→ Source text:
━━━━━━
1) Passengers - You MUST play one card from your hand next to the matching color terminal. You may optionally play a second passenger. If this results in a terminal with 4 passengers, Scoring occurs, and all stations of that color are scored.

2) Stations - You may play cards face-up in front of you, but to add a card to a column, the new card must be the same color and a higher number.

3) Income - Play as many cards as you like face-down in front of you to add to your money pile. These cards lose their stats and become $1k each.

4) Trams - Optionally use money to buy Tram cards, which are immediately played atop one of your columns of cards that does not yet have a tram.

5) Cleanup - At the end of your turn, any columns without a tram are dumped into your money pile, and you draw to refill your hand to 6 cards.

After the 10th scoring, the game ends and the highest score wins.

GOOD POINTS

*Conductors add investment options. In addition to being wild passengers in phase 1, conductors may be played on any of your own columns that do not yet have a 10 card. Although they are worth no points, this is still valuable because when a column receives its 8th card, you receive the points for that column without triggering a scoring. But the place you dump conductors early may not be a column that ends up ever getting an 8th card, in which case they were entirely useless.

*Tram values keep columns relevant. While the price of trams jumps over the course of the game from $5k to $10k to $15k, the multipliers on them similarly rise from x2 to x3 to x4. The result is that while an early column may score four times at x2, a later column that only scores thrice at x3 may end up being just as valuable. This gives players the option to try to build a good column early, or just dump what they can and try to build a killer column later.

*Cost of not churning creates interesting decisions. You can hold onto as many cards as you like between turns -- up to 5 if you so desire. However, doing so means that you not only are failing to add station cards to your board, but also failing to add money to your pile. And as trams start to cost $10k each after the first few are gone, dumping your hand for money becomes important. On the flipside, if you're dealt a 9 and 10 in the same color, it would be a shame to throw them away as money, but you don't want to play them as the only two cards in a column because that would lock it down.

*The game creates interesting tension over timing and scoring. Inevitably, both players are going to have some better and some worse colors over the course of the game. The real trick of the game is figuring out how to work the scoring timing to your advantage, whether that means scoring your own best color as often as possible, scoring opposing colors with columns that have only low numbers which you fear will grow next turn, or scoring junk columns to end the game before your opponent can manage another big score. Add to this the fact that the cards in your hand most needed for stations are also likely to be the color you'd most like to play as passengers, and you find a number of interesting tensions in the game.

BAD POINTS

*A lot of luck. Naturally, all card games have this to some degree. But in Trambahn more often than not, when I found myself victorious it involved luckily drawing into high-value cards in the colors I needed. Naturally there is some skill in setting yourself up to benefit from more cards, but even in the 3 games where I won, I never felt like it was a result of skillful play so much as good fortune.
━━━━━━
→ Source excerpt:
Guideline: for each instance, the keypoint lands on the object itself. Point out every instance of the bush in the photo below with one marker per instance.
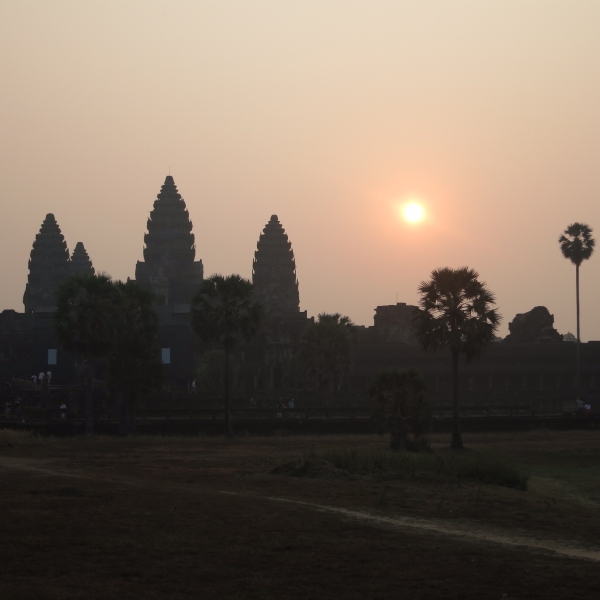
(387, 464)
━━━━━━
→ Given instruction 1:
Decide whether each statement agrees with the Trambahn review. Answer yes or no, and quote the words from the review that settle it.
(a) Cards played face-down as income are worth $1k each.
(b) Tram multipliers stay at x2 for the whole game.
(c) The game ends after the 10th scoring.
→ Given instruction 2: According to the Trambahn review, what happens when a column receives its 8th card?

→ Exercise answer 1:
(a) Yes: "These cards lose their stats and become $1k each."
(b) No: "the multipliers on them similarly rise from x2 to x3 to x4."
(c) Yes: "After the 10th scoring, the game ends and the highest score wins."

→ Exercise answer 2: You receive the points for that column without triggering a scoring.